— Work required —
In the entries that follow, how many lines contain "forested"? Please reply with only the number.

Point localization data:
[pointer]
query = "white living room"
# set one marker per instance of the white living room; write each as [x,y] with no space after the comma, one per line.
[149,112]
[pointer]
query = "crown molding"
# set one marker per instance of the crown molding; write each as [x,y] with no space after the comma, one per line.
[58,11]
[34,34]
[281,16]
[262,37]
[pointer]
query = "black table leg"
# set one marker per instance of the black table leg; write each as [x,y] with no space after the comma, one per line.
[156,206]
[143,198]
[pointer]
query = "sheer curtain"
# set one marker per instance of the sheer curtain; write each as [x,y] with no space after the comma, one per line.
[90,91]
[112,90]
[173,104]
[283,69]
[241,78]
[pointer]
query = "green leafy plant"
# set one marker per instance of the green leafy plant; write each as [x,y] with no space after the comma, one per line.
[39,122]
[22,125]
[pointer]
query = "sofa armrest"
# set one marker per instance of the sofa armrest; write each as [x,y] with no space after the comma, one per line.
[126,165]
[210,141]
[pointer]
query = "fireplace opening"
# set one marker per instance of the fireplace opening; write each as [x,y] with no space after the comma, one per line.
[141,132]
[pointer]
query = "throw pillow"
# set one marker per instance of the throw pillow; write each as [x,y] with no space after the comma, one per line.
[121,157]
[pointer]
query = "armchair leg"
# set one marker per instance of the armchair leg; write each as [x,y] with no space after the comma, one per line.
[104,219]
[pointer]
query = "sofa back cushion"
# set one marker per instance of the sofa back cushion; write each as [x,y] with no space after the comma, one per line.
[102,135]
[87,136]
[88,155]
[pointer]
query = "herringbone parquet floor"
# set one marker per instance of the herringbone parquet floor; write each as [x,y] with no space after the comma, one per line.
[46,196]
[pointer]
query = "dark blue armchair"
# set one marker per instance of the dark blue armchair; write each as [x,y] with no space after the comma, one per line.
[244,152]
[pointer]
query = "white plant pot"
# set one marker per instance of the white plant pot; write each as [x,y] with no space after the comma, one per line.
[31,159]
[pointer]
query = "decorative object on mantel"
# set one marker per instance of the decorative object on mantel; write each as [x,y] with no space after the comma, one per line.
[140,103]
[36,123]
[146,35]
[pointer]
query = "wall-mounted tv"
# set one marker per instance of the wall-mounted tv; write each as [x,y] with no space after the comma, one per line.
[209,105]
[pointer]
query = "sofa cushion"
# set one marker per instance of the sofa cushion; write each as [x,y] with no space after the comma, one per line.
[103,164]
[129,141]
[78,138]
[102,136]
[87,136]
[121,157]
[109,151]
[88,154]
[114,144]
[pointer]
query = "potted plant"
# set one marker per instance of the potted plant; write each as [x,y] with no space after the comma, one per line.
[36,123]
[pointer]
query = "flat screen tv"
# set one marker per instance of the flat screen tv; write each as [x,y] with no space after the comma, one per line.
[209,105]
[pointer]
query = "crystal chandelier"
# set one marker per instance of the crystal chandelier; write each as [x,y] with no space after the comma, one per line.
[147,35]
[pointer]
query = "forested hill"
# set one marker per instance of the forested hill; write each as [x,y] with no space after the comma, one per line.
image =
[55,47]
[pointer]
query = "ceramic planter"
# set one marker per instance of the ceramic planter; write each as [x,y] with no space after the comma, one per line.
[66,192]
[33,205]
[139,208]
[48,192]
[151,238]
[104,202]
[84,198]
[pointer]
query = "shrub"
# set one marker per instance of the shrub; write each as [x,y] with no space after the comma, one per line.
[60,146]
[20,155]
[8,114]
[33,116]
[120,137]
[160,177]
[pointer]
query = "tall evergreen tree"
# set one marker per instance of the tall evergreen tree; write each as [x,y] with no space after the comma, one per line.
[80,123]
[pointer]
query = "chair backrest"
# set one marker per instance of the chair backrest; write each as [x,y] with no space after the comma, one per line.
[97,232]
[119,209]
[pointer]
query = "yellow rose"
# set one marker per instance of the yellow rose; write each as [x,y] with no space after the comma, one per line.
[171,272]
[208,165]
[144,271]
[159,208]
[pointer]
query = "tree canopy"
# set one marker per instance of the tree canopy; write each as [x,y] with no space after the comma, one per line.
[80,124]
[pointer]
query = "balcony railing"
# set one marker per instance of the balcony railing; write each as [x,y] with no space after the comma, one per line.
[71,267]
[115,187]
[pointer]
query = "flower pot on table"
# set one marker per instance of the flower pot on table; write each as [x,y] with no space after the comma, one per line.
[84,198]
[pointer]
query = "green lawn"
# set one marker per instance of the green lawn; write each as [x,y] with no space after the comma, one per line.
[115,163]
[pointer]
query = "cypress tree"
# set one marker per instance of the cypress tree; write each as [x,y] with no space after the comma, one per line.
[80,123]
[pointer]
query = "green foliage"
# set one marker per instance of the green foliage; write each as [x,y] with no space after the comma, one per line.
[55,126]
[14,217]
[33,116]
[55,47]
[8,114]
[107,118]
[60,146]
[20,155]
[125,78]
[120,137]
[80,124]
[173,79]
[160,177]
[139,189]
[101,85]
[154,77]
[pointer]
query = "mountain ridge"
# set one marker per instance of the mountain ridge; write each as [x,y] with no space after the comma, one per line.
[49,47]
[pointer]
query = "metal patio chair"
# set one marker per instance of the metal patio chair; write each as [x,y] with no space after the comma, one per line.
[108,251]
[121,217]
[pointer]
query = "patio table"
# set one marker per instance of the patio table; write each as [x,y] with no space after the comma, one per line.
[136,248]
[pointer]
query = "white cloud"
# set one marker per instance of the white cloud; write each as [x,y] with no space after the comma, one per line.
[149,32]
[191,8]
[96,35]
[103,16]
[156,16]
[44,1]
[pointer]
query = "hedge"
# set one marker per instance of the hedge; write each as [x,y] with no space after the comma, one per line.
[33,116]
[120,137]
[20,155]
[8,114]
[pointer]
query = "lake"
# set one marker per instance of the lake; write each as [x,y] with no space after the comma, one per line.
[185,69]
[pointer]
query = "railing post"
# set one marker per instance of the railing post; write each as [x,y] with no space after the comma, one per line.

— Response —
2